*Record extracts*.
● ● ● ● ● ● ●

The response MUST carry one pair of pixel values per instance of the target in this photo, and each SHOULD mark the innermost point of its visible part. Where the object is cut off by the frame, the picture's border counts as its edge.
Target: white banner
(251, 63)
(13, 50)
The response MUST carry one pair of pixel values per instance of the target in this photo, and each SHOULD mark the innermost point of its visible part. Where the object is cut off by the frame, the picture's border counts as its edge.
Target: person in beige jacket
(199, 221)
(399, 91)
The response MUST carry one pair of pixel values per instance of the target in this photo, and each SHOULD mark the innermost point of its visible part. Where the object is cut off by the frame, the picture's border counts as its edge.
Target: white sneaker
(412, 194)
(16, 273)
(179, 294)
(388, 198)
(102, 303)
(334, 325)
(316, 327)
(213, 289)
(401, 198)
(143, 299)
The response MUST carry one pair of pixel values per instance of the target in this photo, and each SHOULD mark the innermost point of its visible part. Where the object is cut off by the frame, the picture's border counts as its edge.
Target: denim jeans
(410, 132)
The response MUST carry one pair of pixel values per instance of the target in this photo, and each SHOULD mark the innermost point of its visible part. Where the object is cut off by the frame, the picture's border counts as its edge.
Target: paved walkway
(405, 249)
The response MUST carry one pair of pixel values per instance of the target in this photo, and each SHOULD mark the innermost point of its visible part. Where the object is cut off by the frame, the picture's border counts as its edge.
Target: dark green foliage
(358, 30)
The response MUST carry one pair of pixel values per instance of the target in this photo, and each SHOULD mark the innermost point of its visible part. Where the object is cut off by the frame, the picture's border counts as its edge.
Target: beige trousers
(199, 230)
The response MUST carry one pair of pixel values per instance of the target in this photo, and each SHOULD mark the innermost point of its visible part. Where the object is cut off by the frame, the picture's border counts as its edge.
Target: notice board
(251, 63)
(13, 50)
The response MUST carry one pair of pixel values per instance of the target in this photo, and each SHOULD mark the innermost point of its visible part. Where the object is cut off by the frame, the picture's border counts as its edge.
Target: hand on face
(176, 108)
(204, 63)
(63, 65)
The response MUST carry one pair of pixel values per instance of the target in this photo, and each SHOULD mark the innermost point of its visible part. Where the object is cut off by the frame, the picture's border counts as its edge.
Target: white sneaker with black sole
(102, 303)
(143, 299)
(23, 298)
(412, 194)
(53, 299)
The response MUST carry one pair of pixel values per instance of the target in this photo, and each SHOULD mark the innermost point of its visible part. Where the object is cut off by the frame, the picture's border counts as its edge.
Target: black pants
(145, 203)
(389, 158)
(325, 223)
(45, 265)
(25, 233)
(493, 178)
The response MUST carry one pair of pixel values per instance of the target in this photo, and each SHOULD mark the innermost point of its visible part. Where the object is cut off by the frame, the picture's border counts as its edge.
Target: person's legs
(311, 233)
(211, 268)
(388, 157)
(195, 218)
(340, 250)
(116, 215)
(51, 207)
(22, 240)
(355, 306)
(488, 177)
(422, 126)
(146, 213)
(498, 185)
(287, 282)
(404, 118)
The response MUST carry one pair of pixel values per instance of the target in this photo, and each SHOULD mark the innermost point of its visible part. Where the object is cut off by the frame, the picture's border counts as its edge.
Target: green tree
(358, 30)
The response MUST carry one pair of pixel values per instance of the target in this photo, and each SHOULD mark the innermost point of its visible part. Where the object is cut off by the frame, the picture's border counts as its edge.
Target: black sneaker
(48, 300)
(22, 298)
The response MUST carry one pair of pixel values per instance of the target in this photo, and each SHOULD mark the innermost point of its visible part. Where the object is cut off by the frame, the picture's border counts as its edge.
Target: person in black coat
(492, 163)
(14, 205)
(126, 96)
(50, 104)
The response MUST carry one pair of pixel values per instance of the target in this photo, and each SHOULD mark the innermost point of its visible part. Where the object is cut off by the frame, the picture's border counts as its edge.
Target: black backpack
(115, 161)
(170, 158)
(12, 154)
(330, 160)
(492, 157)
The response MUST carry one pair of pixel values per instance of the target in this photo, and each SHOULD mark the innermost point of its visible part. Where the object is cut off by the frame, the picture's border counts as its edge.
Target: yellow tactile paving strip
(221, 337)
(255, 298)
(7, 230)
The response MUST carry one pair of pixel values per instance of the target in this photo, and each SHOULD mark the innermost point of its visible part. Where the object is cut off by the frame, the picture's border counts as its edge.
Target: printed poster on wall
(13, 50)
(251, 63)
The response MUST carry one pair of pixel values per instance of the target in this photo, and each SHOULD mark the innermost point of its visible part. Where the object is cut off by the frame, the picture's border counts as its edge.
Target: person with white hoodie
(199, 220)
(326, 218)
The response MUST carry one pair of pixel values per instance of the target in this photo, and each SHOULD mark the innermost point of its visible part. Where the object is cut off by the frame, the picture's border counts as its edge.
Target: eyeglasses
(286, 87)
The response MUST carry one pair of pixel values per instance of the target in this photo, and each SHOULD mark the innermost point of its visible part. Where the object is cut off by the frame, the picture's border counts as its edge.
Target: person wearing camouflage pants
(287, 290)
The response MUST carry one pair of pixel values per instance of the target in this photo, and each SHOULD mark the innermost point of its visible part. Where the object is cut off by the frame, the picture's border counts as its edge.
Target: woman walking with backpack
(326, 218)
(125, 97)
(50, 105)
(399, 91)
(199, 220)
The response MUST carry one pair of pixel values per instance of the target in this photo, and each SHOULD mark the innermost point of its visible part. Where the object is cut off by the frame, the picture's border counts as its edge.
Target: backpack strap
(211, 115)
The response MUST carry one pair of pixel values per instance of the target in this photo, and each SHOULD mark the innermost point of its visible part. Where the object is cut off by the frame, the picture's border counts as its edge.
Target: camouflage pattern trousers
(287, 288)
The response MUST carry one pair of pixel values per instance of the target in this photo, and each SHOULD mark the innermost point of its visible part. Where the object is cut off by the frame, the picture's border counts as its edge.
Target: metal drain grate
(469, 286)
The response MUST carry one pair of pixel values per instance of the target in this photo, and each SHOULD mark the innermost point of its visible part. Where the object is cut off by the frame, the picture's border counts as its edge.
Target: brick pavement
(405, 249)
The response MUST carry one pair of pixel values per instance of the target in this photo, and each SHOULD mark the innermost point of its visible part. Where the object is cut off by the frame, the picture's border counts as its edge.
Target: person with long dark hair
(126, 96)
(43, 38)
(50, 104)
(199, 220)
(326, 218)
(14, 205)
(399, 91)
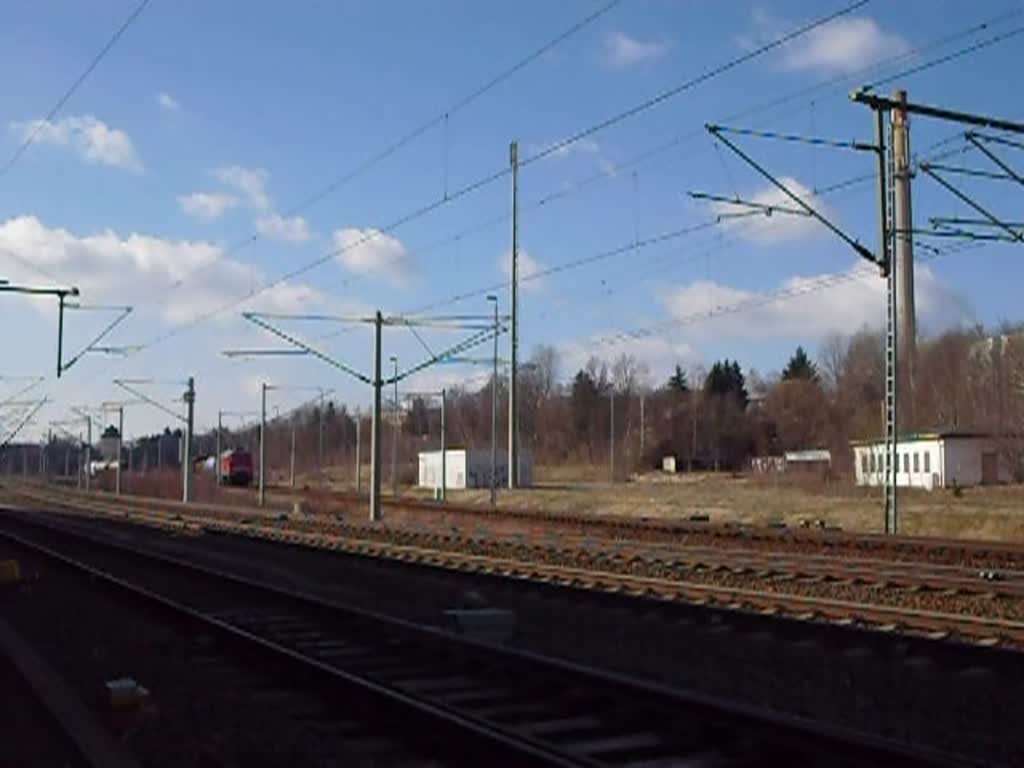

● ● ● ● ● ● ●

*Problem to work on*.
Print the whole listing above exactly, and keep every picture out of the copy.

*Solution to this exercise*.
The response MUST carry one pair of pixel values per instance of the target in this photo, and each SHOULD mark the innermost point of its visible part. Where the object is cut off by the frame, the picture's border counts as its edge.
Target: white banner
(251, 63)
(13, 50)
The response MUST carry one pair of pixel values per instance of the target in this photo, and each SHOULD mark the innermost point of its visible part. Where the object is cut off by the frame, the picture's border counts as its edge.
Target: person in beige jacket
(199, 221)
(399, 91)
The response MUST carry one pair of pixel values per instance of the target in this photo, and each SHOULD mark the innermost point of its visible part. Where the object is cut off by the frame, the picture's border counts as its edge.
Target: white sneaker
(412, 194)
(16, 273)
(179, 294)
(388, 198)
(102, 303)
(334, 325)
(316, 327)
(213, 289)
(401, 198)
(143, 299)
The response MUST carry one pair of pixel values per instance of the target in this photo, and each SHOULD mark the innermost point of its visible part. Where the object is cut off by the frame, the picture's border counts as its edge.
Target: denim jeans
(410, 132)
The response MUST carry one pair of pixel values per instance of the target in this photo, and each SHOULD mark the innermost point of its visible part. Where the object is cut off by the frame, the picture's border counts as its edge.
Target: paved walkway
(405, 249)
The response MUST carry one pair of pixel values per instance of the target in this photo, and each SHOULD mark the innermost point of its visible part. Where the object is cut off by the frame, the picture's border counts as its edge.
Target: dark green foliage
(358, 30)
The response MUST carry one pair of pixel values per instance of the target in this photo, and each SHOULD mark the innermost point of its visible part. Where the object is cut off by the frame, the picture's border counts as its edge.
Target: beige trousers
(199, 230)
The response MUST carry one pair of pixel values per instance of the target in this photo, and each SHOULD mark the innermost point of its visible part. Where the object is cut off by the frame, the picture's border counts as its edge.
Target: notice board
(251, 63)
(13, 50)
The response MUST carry one pair of pixel values per instance of the target in this photo, and each SHOULD mark the innermost point of its visible part. Where the object is cut off by the frame, the picture's border counts as its edge.
Target: hand on face
(176, 108)
(204, 63)
(63, 65)
The response MUST carry one pair of pixel values per instance of the target in this photo, and each SHOULD mark the innermost point of its visible part. Where the object is cut off by the frame, the picture's border counts as its edge.
Target: white sneaker with black sole
(102, 303)
(143, 299)
(23, 298)
(412, 194)
(53, 299)
The response MUST carry one pair of pixel values per instance of the target in this photo, and each SHOULD mark the innermost point of its visible part. Where the object is cut off by the frame, the picture's border counts as its edge.
Target: black pants
(145, 203)
(389, 158)
(325, 223)
(45, 265)
(25, 233)
(493, 178)
The response MUST carry one pair of pixel values per instance of the target in this photo, and each SHOULD mark the innermost point of its visible part. Where the object is cut off by the frame, the picture's border counts as its edge.
Target: person's legs
(311, 233)
(211, 268)
(388, 157)
(195, 218)
(340, 250)
(116, 215)
(51, 207)
(22, 240)
(355, 306)
(488, 177)
(422, 126)
(146, 213)
(498, 185)
(287, 282)
(404, 118)
The response MUST carry one pair of pixel values per instance of the target in this photo, and each SHOULD mark the innermost point of its visible part. Where the object is cut off by the frame, the picture's border counts as its edge.
Target: green tree
(358, 30)
The response MUST carry one pair of pixel values per instance of the target in this photo, and each SHOULD mark the innermost point of its visible part. Where the object is cut off by the frame, the picture's border counts as its edge.
Target: black sneaker
(48, 300)
(22, 298)
The response MUST carry one pair of pixel values per instance of the target in this photo, and each SHOULD mark the innermost point of its visible part. Where the object is cut off by the frame, the picture's border counts as its edge.
Target: person in black coat
(492, 163)
(14, 205)
(126, 96)
(50, 104)
The response MUST carry one pair of pixel values per instance of the target in this photo, and each SHOULD mark the innermost point of its visible part. Where the object is cut off by the frame, the picture's border counts as its edge.
Target: black backpack
(115, 161)
(170, 158)
(12, 154)
(330, 160)
(492, 157)
The response MUST carry one pair of pixel values per instance of the target in this photo, and each SHOULD mark the innermost point of its visible part. Where the object is cut off by the frame, the picture's border counts as its edge.
Target: yellow tactile paving strip
(221, 337)
(255, 298)
(7, 230)
The response MUST carry one pair of pixel values per instance of the target in this photo, and each SHOULD mark the innermost point of its visible part. Where the object is cut off by the frame, the picture's border counts as its edge.
Target: printed poster on wall
(13, 50)
(251, 63)
The response MUST carry one pair of pixel values per instance of the target in this photo, and each SHOULD mark the innermost point of its visible part. Where the object is cut off by the frame, the picture's border counts as its edge.
Target: person with white hoodie
(199, 220)
(326, 218)
The response MUST carry one pair of pixel values per instance of the target in this photo, and each SHOULD mark the innermost point of its visible part. Where the object is cut off by the frame, the picture's border counts as its edge.
Target: eyeglasses
(286, 87)
The response MUST carry one pair of pixel values per instance of the target in this photo, and each SHOULD mark the innermost point of its visible part. Where the object is cut off by the frame, the picture's border counts as its edge.
Target: person wearing camouflage pants
(287, 290)
The response MUST carry one pair of pixel values per instance of the target in this photo, and each SHOULD mark the innermost point of its visible part. Where the object is cut off by the frame, the picture's border counts as its edge.
Target: woman walking with backpack
(326, 218)
(125, 97)
(50, 105)
(399, 91)
(199, 220)
The response MUST carry one pair of pixel values per instance of the target in this photo, and each SHOULD mark the innermost point of its visible part. Where the object is cut off by the frame, the picture's border counts as its edge.
Target: backpack strap
(211, 115)
The response MUST carry one pair of pixel values per instance of the target in this photo, and each SHOULD mark the innermost point of its visible part. Where the object is cut off by the frame, the picture's border counts as its edge.
Target: camouflage pattern trousers
(287, 288)
The response MUST carry one pair of pixel values per instance of the target in this photo, and each SHOULD mark the innermost point of its visible part. Where the object is cut off by the frame, the picture's border counts as its edge.
Target: metal drain grate
(469, 286)
The response MUST carry one pair of pixel values per instance of the target in this photo, and each SHOULD mark the innermost point of its visible part. Where the object is cut off by the frame, the picture's border counts as its edge.
Target: brick pavement
(405, 249)
The response MUST carry one pair of pixel values per instance of the target in this photo, and each SHOULD mark the innermost point of its visible part. Where the object is cut off by the frame, the picture's border counts as its edge.
Target: person with long dark hair
(126, 96)
(43, 38)
(50, 104)
(199, 220)
(326, 218)
(14, 205)
(399, 91)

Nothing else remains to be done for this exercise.